INSTRUCTIONS TO FOLLOW
Copy out exactly the lines from the one containing "point: the coat lapel" to the end of the records below, both included, and nothing else.

DATASET ROWS

^^^^

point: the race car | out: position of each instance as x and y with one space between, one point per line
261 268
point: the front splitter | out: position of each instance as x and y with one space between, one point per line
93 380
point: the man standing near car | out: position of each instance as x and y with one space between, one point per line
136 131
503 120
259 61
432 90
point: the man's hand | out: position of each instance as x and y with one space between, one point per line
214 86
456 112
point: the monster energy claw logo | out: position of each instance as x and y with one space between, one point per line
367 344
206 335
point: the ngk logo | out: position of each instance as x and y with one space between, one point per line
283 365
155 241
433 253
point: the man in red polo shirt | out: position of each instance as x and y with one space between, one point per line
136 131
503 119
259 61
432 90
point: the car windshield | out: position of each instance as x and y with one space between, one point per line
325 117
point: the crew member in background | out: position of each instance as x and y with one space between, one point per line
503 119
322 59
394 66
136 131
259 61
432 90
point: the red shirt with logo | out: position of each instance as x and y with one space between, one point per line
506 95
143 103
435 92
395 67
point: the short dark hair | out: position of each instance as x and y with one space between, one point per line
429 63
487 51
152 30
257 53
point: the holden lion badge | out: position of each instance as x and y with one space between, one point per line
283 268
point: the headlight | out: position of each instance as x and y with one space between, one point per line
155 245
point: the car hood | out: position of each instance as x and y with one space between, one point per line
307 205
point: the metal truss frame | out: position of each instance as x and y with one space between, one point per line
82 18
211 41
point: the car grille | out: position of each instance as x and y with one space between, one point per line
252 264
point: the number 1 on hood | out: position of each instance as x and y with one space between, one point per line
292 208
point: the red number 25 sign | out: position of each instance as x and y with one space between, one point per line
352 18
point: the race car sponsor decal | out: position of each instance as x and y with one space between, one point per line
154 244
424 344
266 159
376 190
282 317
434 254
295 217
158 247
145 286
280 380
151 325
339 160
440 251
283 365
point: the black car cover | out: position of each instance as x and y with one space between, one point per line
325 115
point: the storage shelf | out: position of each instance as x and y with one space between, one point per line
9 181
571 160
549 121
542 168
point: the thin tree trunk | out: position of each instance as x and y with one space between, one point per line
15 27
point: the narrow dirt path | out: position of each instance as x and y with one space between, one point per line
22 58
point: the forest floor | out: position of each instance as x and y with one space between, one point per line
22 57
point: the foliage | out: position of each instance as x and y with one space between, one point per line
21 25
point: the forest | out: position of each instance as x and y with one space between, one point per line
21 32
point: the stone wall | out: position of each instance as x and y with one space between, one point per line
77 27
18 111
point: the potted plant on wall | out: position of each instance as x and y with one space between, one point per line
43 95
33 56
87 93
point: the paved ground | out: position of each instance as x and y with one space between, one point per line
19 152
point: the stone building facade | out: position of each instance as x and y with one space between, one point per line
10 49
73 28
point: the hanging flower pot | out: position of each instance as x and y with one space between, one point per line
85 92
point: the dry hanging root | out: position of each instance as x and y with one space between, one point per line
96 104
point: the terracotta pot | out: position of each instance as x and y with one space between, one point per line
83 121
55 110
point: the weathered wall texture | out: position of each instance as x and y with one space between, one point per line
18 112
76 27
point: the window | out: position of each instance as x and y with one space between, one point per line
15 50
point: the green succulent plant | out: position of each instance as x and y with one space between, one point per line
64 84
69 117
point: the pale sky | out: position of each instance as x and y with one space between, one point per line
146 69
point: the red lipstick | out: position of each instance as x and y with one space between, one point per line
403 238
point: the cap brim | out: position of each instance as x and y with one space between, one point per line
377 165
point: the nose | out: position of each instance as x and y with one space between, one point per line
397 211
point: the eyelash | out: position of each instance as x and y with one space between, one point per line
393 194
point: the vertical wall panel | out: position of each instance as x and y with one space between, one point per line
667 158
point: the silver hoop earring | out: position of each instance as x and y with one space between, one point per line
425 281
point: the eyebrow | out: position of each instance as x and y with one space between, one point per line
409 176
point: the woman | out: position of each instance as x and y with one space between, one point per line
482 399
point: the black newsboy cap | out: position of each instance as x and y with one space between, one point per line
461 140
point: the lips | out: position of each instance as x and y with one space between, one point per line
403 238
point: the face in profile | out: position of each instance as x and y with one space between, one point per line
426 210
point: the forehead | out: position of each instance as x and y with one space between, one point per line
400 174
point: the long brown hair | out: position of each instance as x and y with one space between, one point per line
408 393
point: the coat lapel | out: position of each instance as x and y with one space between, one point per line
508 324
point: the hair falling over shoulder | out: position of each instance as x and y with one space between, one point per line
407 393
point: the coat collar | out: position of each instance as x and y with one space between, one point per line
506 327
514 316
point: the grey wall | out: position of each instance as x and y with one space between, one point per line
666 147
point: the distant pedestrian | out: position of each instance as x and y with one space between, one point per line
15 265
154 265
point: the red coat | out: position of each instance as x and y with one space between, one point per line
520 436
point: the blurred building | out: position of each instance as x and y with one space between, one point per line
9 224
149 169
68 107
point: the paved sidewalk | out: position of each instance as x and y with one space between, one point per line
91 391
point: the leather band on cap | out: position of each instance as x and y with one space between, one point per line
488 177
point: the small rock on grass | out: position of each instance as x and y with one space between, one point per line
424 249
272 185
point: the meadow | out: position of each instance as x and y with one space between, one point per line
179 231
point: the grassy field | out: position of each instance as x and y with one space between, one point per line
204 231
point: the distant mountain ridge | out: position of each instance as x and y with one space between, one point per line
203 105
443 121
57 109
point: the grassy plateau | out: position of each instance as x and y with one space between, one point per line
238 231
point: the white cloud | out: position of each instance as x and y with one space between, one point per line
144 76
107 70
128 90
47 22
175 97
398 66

^^^^

COMPLETE RESPONSE
point: the coat lapel | out: position of each instance as x and y with one space between, one point per line
508 324
point: the hair falling over shoulder | out: position of each instance as x and y with one space between, one point per line
407 393
point: the coat collar | out: position of each instance as x and y with one space between, one point per line
506 327
514 316
point: the grey wall | out: position of each instance as x and y with one space between, one point per line
666 147
point: the distant pedestrian | out: position of each instance as x and y with one space between, one point per line
15 265
154 265
point: the red coat | out: position of each instance as x and y with one space between, one point per line
520 436
point: the blurred building | out: position of each instance as x and y with one space between, one point per line
9 224
149 169
68 107
point: the paved sidewalk | out: position of each instance as x and y with one space between, one point per line
91 391
point: the leather band on cap | out: position of each instance as x and y with one space between, one point per line
488 177
point: the small rock on grass | out: position of each instance as x and y with one space between, one point per line
424 249
272 185
point: the meadow | out: position of each instance as x and y with one space between, one point per line
179 231
point: the grassy field | out: position of each instance as x and y with one space between, one point per line
204 231
point: the distant mountain ridge | out: position of each instance as x and y with one space between, one point per line
203 105
443 121
57 109
point: the grassy plateau | out: position of each instance as x and y with one space between, one point per line
238 231
point: the white cloud | out: position of each instance as x and y with one space between, one point per line
144 76
107 70
128 90
47 22
175 97
398 66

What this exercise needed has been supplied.